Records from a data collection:
>>>>
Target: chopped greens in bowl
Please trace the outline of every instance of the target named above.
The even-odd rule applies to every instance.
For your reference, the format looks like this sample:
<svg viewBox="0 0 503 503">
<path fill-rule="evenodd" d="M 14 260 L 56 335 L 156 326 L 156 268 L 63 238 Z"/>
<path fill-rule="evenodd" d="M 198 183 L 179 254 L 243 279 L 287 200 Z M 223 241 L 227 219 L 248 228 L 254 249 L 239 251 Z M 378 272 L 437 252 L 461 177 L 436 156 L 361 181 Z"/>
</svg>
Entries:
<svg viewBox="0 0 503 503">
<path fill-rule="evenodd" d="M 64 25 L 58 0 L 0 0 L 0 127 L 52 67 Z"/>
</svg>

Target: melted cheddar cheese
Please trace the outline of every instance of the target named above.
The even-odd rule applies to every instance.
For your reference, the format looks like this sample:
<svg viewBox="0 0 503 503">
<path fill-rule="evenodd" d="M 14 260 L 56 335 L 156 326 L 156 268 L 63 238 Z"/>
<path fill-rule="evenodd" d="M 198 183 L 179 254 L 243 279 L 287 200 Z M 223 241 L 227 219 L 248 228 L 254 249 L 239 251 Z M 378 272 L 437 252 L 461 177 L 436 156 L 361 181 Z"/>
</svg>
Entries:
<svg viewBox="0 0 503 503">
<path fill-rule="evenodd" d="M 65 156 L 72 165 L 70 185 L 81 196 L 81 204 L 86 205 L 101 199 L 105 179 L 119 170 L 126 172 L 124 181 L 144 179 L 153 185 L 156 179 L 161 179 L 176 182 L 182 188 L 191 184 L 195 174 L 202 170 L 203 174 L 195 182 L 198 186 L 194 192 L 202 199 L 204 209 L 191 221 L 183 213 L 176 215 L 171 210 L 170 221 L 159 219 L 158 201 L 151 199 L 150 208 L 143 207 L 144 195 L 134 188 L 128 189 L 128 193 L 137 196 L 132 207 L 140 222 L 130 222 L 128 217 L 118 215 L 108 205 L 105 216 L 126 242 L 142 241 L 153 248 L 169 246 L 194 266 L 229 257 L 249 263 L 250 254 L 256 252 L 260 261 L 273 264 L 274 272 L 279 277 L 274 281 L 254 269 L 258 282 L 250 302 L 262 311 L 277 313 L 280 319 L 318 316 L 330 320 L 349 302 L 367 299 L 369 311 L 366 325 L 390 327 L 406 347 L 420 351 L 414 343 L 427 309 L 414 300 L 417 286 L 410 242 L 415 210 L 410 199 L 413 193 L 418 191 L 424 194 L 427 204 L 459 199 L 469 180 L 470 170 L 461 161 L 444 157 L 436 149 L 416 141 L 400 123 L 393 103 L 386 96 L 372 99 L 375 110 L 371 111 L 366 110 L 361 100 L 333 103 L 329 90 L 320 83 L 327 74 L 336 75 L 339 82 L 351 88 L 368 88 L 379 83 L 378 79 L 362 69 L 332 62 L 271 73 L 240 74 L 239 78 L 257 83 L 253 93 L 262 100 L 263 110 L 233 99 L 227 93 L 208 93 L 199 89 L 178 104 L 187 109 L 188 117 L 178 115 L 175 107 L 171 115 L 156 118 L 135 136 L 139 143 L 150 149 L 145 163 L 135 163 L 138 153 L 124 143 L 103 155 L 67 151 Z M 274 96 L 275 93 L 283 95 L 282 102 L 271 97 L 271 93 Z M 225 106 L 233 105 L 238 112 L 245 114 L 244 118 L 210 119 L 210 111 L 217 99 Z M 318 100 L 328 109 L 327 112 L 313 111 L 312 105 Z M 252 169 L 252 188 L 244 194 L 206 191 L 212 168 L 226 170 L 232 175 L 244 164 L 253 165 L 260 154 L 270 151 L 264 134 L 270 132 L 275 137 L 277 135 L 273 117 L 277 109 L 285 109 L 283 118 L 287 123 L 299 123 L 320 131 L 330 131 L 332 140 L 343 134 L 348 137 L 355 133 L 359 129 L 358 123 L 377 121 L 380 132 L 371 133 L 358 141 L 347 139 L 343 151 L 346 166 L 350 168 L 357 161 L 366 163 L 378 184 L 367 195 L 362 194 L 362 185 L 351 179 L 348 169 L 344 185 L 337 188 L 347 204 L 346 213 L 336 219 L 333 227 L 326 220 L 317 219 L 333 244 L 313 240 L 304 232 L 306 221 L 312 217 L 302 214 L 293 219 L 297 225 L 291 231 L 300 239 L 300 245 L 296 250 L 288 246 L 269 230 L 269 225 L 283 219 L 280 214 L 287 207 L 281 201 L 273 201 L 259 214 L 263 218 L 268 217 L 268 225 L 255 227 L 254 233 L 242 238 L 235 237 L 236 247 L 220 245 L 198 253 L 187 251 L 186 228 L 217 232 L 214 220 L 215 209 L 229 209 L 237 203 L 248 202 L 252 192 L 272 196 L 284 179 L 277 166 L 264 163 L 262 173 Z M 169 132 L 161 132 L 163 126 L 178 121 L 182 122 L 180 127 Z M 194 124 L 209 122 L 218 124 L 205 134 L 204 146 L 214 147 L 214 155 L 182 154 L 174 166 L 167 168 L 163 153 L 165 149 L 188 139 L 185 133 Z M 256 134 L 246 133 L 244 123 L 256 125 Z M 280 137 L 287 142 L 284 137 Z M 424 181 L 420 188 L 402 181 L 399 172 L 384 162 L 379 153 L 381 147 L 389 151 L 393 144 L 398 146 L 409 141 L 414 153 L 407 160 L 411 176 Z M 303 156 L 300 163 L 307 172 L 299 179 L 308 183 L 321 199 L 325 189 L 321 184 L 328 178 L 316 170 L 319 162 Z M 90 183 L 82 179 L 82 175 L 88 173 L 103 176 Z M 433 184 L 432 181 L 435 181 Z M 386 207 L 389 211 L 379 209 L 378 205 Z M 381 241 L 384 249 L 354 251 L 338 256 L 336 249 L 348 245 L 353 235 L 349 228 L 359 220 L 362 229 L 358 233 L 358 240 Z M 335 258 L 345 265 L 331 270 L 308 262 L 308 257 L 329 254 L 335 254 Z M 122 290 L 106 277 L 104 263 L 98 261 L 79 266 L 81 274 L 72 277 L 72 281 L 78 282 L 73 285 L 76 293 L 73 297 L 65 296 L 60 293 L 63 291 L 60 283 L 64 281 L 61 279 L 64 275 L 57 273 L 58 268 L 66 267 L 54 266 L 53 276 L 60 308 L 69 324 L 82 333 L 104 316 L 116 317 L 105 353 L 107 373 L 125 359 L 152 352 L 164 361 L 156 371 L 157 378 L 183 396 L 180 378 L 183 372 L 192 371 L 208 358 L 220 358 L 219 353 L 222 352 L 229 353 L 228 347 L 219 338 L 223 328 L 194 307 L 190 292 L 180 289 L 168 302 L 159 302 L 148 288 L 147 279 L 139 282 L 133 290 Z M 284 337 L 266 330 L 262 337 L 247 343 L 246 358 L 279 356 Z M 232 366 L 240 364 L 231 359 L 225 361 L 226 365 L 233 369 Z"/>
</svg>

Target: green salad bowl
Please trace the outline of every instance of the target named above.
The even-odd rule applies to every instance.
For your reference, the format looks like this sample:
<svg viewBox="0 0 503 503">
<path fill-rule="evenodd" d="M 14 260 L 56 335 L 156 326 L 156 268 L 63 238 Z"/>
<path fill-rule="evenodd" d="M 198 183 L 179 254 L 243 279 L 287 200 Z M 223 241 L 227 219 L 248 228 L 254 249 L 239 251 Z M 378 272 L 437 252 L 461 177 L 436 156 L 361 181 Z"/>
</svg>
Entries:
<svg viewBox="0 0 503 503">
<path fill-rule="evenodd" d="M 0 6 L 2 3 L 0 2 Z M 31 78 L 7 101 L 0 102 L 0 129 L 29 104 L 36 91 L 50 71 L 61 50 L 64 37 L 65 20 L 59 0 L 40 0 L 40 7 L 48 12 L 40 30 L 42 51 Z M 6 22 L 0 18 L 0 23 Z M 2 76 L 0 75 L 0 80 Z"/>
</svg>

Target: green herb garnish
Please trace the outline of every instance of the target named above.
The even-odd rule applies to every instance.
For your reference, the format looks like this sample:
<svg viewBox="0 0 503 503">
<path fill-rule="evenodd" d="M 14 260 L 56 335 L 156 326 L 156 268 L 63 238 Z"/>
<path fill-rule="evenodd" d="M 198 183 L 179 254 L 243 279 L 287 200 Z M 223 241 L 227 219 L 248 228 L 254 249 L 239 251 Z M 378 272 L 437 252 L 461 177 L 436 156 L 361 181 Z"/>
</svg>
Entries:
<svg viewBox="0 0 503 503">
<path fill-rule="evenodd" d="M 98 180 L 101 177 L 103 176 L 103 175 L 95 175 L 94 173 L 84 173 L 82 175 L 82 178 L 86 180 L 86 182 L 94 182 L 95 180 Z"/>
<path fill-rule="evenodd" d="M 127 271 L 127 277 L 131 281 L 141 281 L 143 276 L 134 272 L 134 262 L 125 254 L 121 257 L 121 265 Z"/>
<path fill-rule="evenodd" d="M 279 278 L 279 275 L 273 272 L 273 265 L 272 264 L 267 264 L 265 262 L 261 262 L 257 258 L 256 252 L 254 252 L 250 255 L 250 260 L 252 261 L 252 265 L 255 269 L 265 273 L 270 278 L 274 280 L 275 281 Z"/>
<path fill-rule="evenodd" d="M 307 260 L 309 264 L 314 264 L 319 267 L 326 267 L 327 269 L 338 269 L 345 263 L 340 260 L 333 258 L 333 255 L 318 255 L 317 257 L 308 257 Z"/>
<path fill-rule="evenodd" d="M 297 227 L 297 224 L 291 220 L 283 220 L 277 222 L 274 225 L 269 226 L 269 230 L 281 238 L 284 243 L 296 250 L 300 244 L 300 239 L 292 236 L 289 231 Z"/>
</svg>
<<<<
#### Task statement:
Return, unchanged, the lines from the one containing "Target: green salad bowl" through the last line of the records, including both ends.

#### Exercise answer:
Target: green salad bowl
Please trace the outline of every instance of the target named above.
The even-odd rule applies to every instance.
For your reference, the format looks like this sample:
<svg viewBox="0 0 503 503">
<path fill-rule="evenodd" d="M 14 260 L 56 335 L 156 326 L 156 268 L 63 238 Z"/>
<path fill-rule="evenodd" d="M 198 183 L 179 254 L 243 279 L 287 200 Z M 223 241 L 227 219 L 248 228 L 254 249 L 239 251 Z M 378 272 L 437 252 L 461 177 L 436 156 L 361 181 Z"/>
</svg>
Entries:
<svg viewBox="0 0 503 503">
<path fill-rule="evenodd" d="M 0 6 L 2 3 L 0 2 Z M 31 78 L 7 101 L 0 102 L 0 129 L 29 104 L 36 91 L 50 71 L 61 50 L 64 37 L 65 20 L 59 0 L 40 0 L 40 7 L 48 12 L 40 30 L 42 51 Z M 6 22 L 0 18 L 0 23 Z M 2 76 L 0 75 L 0 80 Z"/>
</svg>

Target: green herb garnish
Please trace the outline of every instance of the target named above.
The even-odd rule applies to every instance.
For your reference, the format looks like this sample:
<svg viewBox="0 0 503 503">
<path fill-rule="evenodd" d="M 14 260 L 56 335 L 156 326 L 156 268 L 63 238 Z"/>
<path fill-rule="evenodd" d="M 198 183 L 179 254 L 243 279 L 287 200 Z M 223 241 L 227 219 L 248 228 L 254 249 L 239 251 Z M 378 272 L 437 252 L 461 177 L 436 156 L 361 181 Z"/>
</svg>
Entries:
<svg viewBox="0 0 503 503">
<path fill-rule="evenodd" d="M 98 180 L 101 177 L 103 176 L 103 175 L 95 175 L 94 173 L 84 173 L 82 175 L 82 178 L 86 180 L 86 182 L 94 182 L 95 180 Z"/>
<path fill-rule="evenodd" d="M 127 271 L 127 277 L 131 281 L 141 281 L 143 276 L 134 272 L 134 262 L 125 254 L 121 257 L 121 265 Z"/>
<path fill-rule="evenodd" d="M 279 278 L 279 275 L 273 272 L 273 265 L 272 264 L 267 264 L 265 262 L 261 262 L 257 258 L 256 252 L 254 252 L 250 255 L 250 260 L 252 261 L 252 265 L 255 269 L 265 273 L 270 278 L 274 280 L 275 281 Z"/>
<path fill-rule="evenodd" d="M 307 260 L 309 264 L 314 264 L 319 267 L 326 267 L 327 269 L 338 269 L 345 263 L 340 260 L 333 258 L 333 255 L 318 255 L 317 257 L 308 257 Z"/>
<path fill-rule="evenodd" d="M 297 227 L 297 224 L 291 220 L 283 220 L 277 222 L 274 225 L 269 226 L 269 230 L 281 238 L 284 243 L 296 250 L 300 244 L 300 239 L 292 236 L 289 231 Z"/>
</svg>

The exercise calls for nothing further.